REQUIRED TASK —
Locate every line in the records below that contains the word "shirt" and copy each one out. Match case.

ENTRIES SUPPLIED —
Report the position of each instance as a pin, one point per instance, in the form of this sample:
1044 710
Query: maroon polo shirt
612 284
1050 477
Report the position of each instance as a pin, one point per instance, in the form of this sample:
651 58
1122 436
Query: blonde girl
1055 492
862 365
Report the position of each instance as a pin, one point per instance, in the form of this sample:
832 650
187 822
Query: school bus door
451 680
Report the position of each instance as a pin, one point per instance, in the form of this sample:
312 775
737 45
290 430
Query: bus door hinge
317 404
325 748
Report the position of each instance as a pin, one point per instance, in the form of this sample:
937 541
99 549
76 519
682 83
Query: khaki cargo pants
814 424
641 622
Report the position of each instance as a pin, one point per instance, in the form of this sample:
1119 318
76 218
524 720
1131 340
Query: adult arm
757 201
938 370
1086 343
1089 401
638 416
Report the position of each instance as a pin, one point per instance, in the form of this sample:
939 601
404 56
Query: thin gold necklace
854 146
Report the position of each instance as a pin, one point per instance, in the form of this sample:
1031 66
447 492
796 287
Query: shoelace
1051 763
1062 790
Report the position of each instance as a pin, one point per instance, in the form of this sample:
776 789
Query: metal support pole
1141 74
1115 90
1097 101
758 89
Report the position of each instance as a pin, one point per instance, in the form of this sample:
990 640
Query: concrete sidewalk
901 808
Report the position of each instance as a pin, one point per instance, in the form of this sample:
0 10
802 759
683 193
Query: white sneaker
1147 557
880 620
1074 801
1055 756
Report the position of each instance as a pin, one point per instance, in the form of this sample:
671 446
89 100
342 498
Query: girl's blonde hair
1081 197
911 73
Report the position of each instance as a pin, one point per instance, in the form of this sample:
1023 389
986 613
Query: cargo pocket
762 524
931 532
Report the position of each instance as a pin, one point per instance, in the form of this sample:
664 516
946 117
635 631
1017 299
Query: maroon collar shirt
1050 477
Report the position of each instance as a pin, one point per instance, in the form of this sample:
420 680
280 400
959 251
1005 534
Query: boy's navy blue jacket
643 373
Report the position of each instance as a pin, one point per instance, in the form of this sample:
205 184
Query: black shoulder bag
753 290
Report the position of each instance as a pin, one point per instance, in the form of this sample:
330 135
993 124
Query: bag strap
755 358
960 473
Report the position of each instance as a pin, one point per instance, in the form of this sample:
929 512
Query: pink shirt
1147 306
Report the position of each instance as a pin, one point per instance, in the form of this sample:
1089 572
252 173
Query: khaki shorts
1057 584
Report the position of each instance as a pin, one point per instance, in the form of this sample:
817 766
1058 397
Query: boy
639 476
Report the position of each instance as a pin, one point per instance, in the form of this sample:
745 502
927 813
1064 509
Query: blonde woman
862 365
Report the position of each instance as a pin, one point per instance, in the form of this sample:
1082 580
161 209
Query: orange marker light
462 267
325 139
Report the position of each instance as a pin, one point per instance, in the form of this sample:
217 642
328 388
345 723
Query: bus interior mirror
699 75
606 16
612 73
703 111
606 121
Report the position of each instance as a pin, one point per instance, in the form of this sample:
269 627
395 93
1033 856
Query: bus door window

TASK OUTPUT —
Query: maroon polo shirt
Query: maroon collar shirt
Query: pink shirt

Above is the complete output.